— start Exercise materials —

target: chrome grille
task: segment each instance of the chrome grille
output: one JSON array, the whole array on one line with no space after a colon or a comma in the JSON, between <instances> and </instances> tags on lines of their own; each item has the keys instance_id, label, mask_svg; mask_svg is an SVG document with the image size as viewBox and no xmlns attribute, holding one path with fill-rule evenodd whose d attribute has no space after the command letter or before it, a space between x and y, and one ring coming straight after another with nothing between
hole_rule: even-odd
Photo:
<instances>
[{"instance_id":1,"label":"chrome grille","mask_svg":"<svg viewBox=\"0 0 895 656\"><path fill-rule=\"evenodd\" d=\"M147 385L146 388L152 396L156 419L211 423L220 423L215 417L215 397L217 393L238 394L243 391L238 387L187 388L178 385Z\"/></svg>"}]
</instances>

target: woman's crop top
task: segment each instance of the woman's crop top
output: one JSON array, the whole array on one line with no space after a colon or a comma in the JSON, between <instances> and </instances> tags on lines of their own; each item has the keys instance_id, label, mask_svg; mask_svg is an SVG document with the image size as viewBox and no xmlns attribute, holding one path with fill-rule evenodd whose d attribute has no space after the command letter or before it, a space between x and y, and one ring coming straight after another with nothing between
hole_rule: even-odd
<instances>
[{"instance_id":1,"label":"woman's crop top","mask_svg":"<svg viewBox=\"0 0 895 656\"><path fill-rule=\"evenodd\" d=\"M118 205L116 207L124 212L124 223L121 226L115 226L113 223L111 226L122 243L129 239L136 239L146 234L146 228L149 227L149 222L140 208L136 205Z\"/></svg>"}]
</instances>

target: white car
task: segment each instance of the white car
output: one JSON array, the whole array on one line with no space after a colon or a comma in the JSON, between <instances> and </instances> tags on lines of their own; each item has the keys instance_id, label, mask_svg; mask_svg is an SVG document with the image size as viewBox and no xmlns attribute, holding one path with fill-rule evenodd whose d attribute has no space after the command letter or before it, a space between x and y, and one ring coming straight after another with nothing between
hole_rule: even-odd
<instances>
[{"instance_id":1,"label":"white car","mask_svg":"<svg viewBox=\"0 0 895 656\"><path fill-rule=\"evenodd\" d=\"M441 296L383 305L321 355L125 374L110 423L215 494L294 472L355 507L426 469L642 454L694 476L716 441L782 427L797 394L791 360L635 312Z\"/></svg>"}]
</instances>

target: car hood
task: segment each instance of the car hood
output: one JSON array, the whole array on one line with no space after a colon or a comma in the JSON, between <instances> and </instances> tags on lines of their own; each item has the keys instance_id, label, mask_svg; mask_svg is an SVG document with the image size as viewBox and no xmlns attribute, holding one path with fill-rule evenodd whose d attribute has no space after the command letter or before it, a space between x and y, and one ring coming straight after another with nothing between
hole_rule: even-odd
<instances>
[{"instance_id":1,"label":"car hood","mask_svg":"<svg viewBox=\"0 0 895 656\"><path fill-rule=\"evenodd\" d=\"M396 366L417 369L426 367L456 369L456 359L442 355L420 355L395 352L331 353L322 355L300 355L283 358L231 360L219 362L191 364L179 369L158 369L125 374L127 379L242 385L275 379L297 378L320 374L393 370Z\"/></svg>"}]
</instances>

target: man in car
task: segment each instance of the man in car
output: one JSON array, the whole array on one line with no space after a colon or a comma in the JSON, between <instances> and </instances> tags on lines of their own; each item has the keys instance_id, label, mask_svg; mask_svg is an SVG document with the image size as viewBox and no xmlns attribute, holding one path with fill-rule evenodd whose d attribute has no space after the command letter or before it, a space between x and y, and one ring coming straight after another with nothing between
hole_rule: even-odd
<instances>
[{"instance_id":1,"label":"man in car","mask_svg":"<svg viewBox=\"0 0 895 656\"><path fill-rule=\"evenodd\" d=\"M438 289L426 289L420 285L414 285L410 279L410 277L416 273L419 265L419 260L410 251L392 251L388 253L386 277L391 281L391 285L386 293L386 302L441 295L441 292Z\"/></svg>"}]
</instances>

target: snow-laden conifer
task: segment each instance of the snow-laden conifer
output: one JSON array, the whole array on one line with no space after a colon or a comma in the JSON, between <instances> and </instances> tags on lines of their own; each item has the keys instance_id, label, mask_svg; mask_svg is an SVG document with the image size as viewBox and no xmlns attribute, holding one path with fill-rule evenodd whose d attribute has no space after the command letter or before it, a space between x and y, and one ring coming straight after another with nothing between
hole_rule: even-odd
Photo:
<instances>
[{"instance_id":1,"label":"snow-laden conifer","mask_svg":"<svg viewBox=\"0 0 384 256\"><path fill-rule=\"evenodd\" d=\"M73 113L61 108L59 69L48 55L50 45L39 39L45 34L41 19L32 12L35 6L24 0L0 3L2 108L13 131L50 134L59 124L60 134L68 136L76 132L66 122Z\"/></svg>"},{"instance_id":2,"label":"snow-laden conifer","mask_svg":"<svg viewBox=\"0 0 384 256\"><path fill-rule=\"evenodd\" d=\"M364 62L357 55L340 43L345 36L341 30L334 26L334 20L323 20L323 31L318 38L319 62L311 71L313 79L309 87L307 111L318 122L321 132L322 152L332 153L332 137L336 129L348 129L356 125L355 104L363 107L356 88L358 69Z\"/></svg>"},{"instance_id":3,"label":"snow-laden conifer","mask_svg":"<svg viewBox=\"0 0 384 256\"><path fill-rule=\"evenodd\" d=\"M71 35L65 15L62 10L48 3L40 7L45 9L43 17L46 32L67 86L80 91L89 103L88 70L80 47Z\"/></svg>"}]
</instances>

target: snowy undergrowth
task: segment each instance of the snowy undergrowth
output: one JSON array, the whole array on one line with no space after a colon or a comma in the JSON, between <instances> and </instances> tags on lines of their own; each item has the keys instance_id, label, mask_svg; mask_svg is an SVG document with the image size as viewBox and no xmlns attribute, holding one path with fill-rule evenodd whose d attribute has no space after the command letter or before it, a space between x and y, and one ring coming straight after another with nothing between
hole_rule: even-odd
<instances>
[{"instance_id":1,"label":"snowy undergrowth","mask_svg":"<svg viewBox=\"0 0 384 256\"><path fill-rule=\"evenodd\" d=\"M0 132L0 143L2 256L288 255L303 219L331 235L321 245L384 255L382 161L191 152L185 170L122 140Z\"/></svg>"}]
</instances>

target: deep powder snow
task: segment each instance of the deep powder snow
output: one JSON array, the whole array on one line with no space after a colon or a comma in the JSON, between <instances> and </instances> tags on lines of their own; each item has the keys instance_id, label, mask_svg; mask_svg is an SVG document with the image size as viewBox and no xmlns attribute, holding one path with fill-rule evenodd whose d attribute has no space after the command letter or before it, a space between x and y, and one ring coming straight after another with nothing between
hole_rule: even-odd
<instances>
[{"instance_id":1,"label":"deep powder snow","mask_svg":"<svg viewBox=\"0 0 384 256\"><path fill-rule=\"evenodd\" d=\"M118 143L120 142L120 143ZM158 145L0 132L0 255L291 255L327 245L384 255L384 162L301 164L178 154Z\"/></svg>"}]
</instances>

— end Exercise materials —

**Goal of the exercise:** Rewrite the entries above, changing every "hole_rule" to "fill_rule" and leaving everything else as it is.

**Task output:**
target: chrome grille
task: segment each instance of the chrome grille
output: one JSON array, the whole array on one line with no space after a colon or a comma in the JSON, between <instances> and </instances> tags on lines of their own; each item has the keys instance_id, label, mask_svg; mask_svg is an SVG document with the image size as viewBox and no xmlns attribute, holding one path with fill-rule evenodd whose d attribute has no space after the command letter or before it, a space between x and y, and one ring coming straight after another with nothing between
fill_rule: even-odd
Photo:
<instances>
[{"instance_id":1,"label":"chrome grille","mask_svg":"<svg viewBox=\"0 0 895 656\"><path fill-rule=\"evenodd\" d=\"M147 385L146 388L152 396L156 419L211 423L220 423L215 417L215 397L217 393L238 394L243 391L238 387L187 388L178 385Z\"/></svg>"}]
</instances>

target: woman's crop top
task: segment each instance of the woman's crop top
output: one JSON array, the whole array on one line with no space after a colon or a comma in the JSON, between <instances> and </instances> tags on lines of their own; each item has the keys instance_id, label, mask_svg; mask_svg is an SVG document with the image size as viewBox and no xmlns attribute, holding one path with fill-rule evenodd whose d attribute has no space after the command letter or before it, a space between x and y, and one ring coming straight after another with nothing between
fill_rule: even-odd
<instances>
[{"instance_id":1,"label":"woman's crop top","mask_svg":"<svg viewBox=\"0 0 895 656\"><path fill-rule=\"evenodd\" d=\"M118 205L116 207L124 212L124 223L121 226L115 226L113 223L111 226L122 243L129 239L136 239L146 234L146 228L149 227L149 222L140 208L136 205Z\"/></svg>"}]
</instances>

target: white car
task: segment each instance of the white car
output: one JSON array, the whole array on one line with no space after a colon or a comma in the JSON, between <instances> and </instances> tags on lines of their own; each item has the keys instance_id, label, mask_svg; mask_svg is an SVG document with the image size as viewBox and no xmlns attribute, holding one path with fill-rule evenodd whose d attribute has no space after the command letter or before it, a space between x and y, and one ring coming straight after another with nothing between
fill_rule: even-odd
<instances>
[{"instance_id":1,"label":"white car","mask_svg":"<svg viewBox=\"0 0 895 656\"><path fill-rule=\"evenodd\" d=\"M441 296L383 305L321 355L125 374L110 423L215 494L294 472L355 507L426 469L642 454L694 476L716 441L782 427L797 394L791 360L635 312Z\"/></svg>"}]
</instances>

target: car hood
task: segment each instance of the car hood
output: one JSON array, the whole array on one line with no space after a colon or a comma in the JSON, between <instances> and </instances> tags on lines of their own; each item has the keys instance_id, label, mask_svg; mask_svg is an SVG document with the image size as viewBox and no xmlns attribute, holding one path with fill-rule evenodd whose d attribute has no space after the command letter or before it, a space between x and y, and one ring coming straight after another with nothing between
fill_rule: even-odd
<instances>
[{"instance_id":1,"label":"car hood","mask_svg":"<svg viewBox=\"0 0 895 656\"><path fill-rule=\"evenodd\" d=\"M396 366L417 369L426 367L456 369L456 359L442 355L420 355L395 352L331 353L322 355L300 355L283 358L231 360L219 362L191 364L179 369L158 369L125 374L127 379L242 385L275 379L297 378L320 374L393 370Z\"/></svg>"}]
</instances>

target: man in car
task: segment each instance of the man in car
output: one JSON array, the whole array on one line with no space after a colon or a comma in the JSON, between <instances> and </instances> tags on lines of their own; each item has the keys instance_id, label, mask_svg; mask_svg is an SVG document with the image size as viewBox and no xmlns attribute, holding one path with fill-rule evenodd whose d attribute has no space after the command letter or before it, a space between x and y, and one ring coming straight after another with nothing between
fill_rule: even-odd
<instances>
[{"instance_id":1,"label":"man in car","mask_svg":"<svg viewBox=\"0 0 895 656\"><path fill-rule=\"evenodd\" d=\"M438 289L426 289L420 285L414 285L410 279L410 277L416 273L419 265L419 260L410 251L392 251L388 253L386 277L391 281L391 285L386 293L386 302L441 295L441 292Z\"/></svg>"}]
</instances>

target: snow-laden conifer
task: segment each instance of the snow-laden conifer
output: one JSON array, the whole array on one line with no space after a colon or a comma in the JSON, between <instances> and </instances> tags on lines of their own; each item has the keys instance_id, label, mask_svg; mask_svg is an SVG document with the image size as viewBox and no xmlns attribute, holding one path with fill-rule evenodd whose d attribute has no space after the command letter or before it, a space between x and y, and one ring coming straight after another with nothing between
fill_rule: even-odd
Photo:
<instances>
[{"instance_id":1,"label":"snow-laden conifer","mask_svg":"<svg viewBox=\"0 0 384 256\"><path fill-rule=\"evenodd\" d=\"M73 113L61 108L59 69L48 55L50 45L39 39L45 34L41 19L32 12L35 6L24 0L0 3L2 108L13 131L50 134L59 124L60 134L68 136L76 132L66 122Z\"/></svg>"},{"instance_id":2,"label":"snow-laden conifer","mask_svg":"<svg viewBox=\"0 0 384 256\"><path fill-rule=\"evenodd\" d=\"M364 62L357 55L340 43L345 36L341 30L334 26L334 20L323 20L323 31L318 38L319 62L311 71L313 79L309 87L307 111L318 122L321 132L322 152L332 153L332 137L336 129L348 129L356 125L355 104L363 107L356 88L358 69Z\"/></svg>"},{"instance_id":3,"label":"snow-laden conifer","mask_svg":"<svg viewBox=\"0 0 384 256\"><path fill-rule=\"evenodd\" d=\"M71 35L65 15L62 10L48 3L40 7L45 9L43 17L46 32L67 86L80 91L89 103L88 70L80 47Z\"/></svg>"}]
</instances>

target: snowy undergrowth
task: segment each instance of the snowy undergrowth
output: one JSON array, the whole array on one line with no space after a colon or a comma in the JSON, between <instances> and </instances> tags on lines of their own; each item has the keys instance_id, label, mask_svg; mask_svg is an SVG document with the image size as viewBox and no xmlns attribute, holding one path with fill-rule evenodd whose d attribute has no space after the command letter or before it, a space between x and y, and one ring coming straight after another with nothing between
fill_rule: even-odd
<instances>
[{"instance_id":1,"label":"snowy undergrowth","mask_svg":"<svg viewBox=\"0 0 384 256\"><path fill-rule=\"evenodd\" d=\"M0 132L0 143L2 256L288 255L303 219L331 235L321 245L384 255L382 161L191 152L185 170L122 140Z\"/></svg>"}]
</instances>

target: deep powder snow
task: segment each instance of the deep powder snow
output: one JSON array, the whole array on one line with no space after a colon or a comma in the JSON, between <instances> and </instances> tags on lines of their own; each item has the keys instance_id, label, mask_svg; mask_svg is an SVG document with the image size as viewBox and no xmlns attribute, holding one path with fill-rule evenodd whose d attribute has no space after the command letter or before it, a space between x and y, and one ring coming straight after another with nothing between
fill_rule: even-odd
<instances>
[{"instance_id":1,"label":"deep powder snow","mask_svg":"<svg viewBox=\"0 0 384 256\"><path fill-rule=\"evenodd\" d=\"M118 143L120 142L120 143ZM158 145L0 132L0 255L291 255L327 245L384 255L384 162L301 164L178 154Z\"/></svg>"}]
</instances>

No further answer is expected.